The 29-year-old suspect in the fatal shooting at Brussels' Jewish Museum last month said on Thursday that he would fight against extradition orders from Belgium.

The hearing on Mehdi Nemmouche's extradition was rescheduled to June 12 as a result, allowing the defense time to prepare its case.

"We have had very little time to prepare and that is the reason that we have asked for this hearing to be adjourned so that we can correctly prepare our arguments," Nemmouche's lawyer, Apolin Pepiezep said.

The roughly ten-minute hearing involved only short answers from Nemmouche himself - who said "yes" when asked if he acknowledged the extradition order, and then "no" when asked if he submitted to it.

"We will not be talking about the facts today," lawyer Pepiezep said. "He will explain himself later on."

Nemmouche was arrested last Friday in Marseilles, although prosecutors first confirmed his detention on Sunday. Travel records show that Nemmouche had taken the bus to the southern French city from Brussels that Friday.

Work to complete
A. Transcribe the part of the extradition report that begins at the words "The hearing on" and stops after the words "Brussels that Friday.".
B. Based on the extradition report, decide whether each statement agrees with it. Answer yes or no for each and quote the words that decide it.
(i) The extradition hearing was moved to June 12.
(ii) Nemmouche was arrested in Brussels.
(iii) The hearing lasted about an hour.
C. Resume the extradition report after its final sentence and keep writing in the same style.

Data
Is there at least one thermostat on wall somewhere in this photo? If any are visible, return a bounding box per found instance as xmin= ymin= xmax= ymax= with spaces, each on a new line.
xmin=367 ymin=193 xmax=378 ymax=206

Answer set
A.
The hearing on Mehdi Nemmouche's extradition was rescheduled to June 12 as a result, allowing the defense time to prepare its case.

"We have had very little time to prepare and that is the reason that we have asked for this hearing to be adjourned so that we can correctly prepare our arguments," Nemmouche's lawyer, Apolin Pepiezep said.

The roughly ten-minute hearing involved only short answers from Nemmouche himself - who said "yes" when asked if he acknowledged the extradition order, and then "no" when asked if he submitted to it.

"We will not be talking about the facts today," lawyer Pepiezep said. "He will explain himself later on."

Nemmouche was arrested last Friday in Marseilles, although prosecutors first confirmed his detention on Sunday. Travel records show that Nemmouche had taken the bus to the southern French city from Brussels that Friday.

B.
(i) Yes: "The hearing on Mehdi Nemmouche's extradition was rescheduled to June 12 as a result"
(ii) No: "Nemmouche was arrested last Friday in Marseilles"
(iii) No: "The roughly ten-minute hearing"

C.
The 29-year-old with dual French and Algerian citizenship was carrying a Kalashnikov rifle, wrapped in the flag for the Islamic State of Iraq and the Levant (ISIL), and a handgun when he was arrested, according to prosecutors. He was also said to have a video recorder in his possession where a voice, believed to be his, could be heard speaking about the shooting at the Jewish Museum. The video did not show the suspect himself.

Lawyer Pepiezep said on Thursday that his client "has in no way ever said" he committed the crime. Prosecutors had said on Sunday, however, that there was a "strong body of evidence," besides the purported video, tying him to the shooting.

Nemmouche had spent time in French prisons before, and French prosecutor Francois Molins said he travelled to Syria "three weeks after he was freed" to join Jihadist groups in the country's civil war, staying for around a year. The ISIL terror group is active in Syria.

Even if the court ordered extradition in the June 12 hearing, Nemmouche would still have legal recourse to challenge the issue and likely delay the process further.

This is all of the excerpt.